Return the lines from the one with "Highlight halter." to the one with "[259,231,395,395]", both included, reproducing them character for character.

# Exercise input

*****

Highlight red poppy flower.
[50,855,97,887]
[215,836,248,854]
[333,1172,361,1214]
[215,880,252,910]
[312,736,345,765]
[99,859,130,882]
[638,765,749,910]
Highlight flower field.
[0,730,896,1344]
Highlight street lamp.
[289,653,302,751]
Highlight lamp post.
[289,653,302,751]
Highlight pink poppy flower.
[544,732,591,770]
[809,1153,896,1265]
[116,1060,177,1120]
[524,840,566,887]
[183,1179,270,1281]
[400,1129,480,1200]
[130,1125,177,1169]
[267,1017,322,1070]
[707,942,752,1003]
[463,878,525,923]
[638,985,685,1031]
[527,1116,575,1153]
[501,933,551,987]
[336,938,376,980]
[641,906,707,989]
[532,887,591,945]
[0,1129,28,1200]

*****

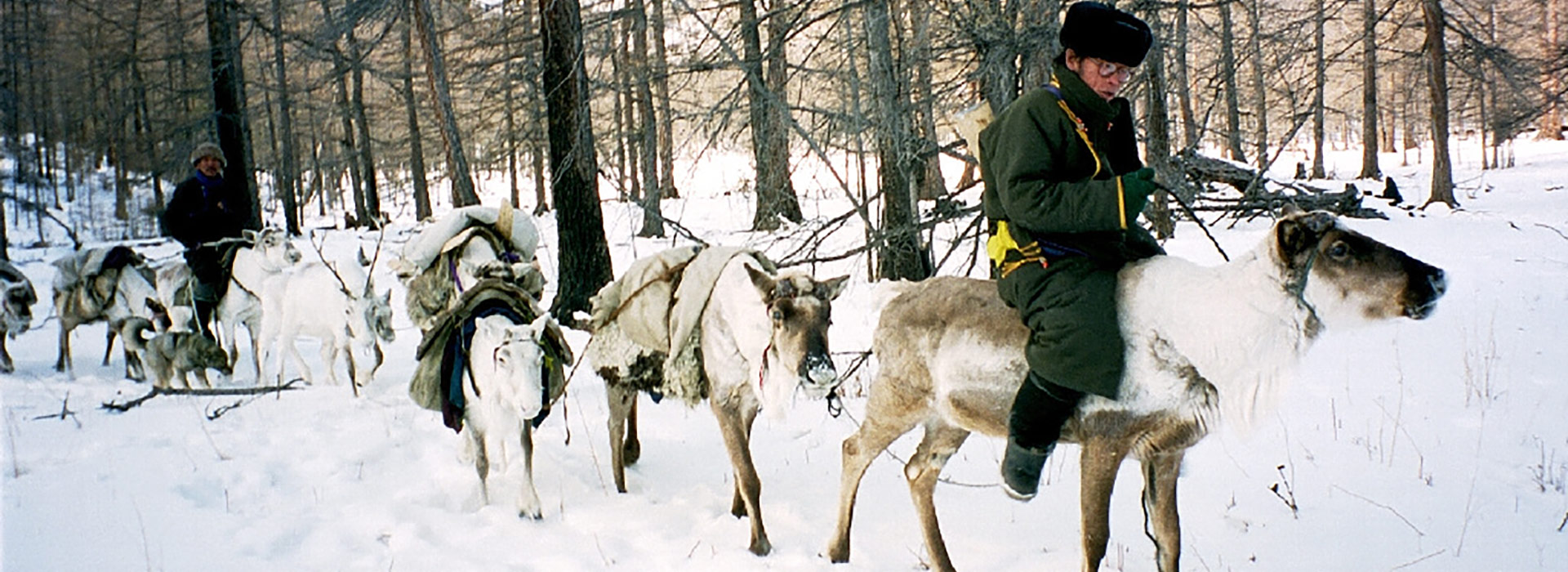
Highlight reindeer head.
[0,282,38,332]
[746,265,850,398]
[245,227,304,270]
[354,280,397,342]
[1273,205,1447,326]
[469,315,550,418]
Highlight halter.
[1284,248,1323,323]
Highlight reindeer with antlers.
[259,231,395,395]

*****

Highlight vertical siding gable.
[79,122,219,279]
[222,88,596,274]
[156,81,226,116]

*****

# Answer to this exercise
Highlight halter.
[1284,248,1323,323]
Highlight reindeer with antlers.
[259,231,395,395]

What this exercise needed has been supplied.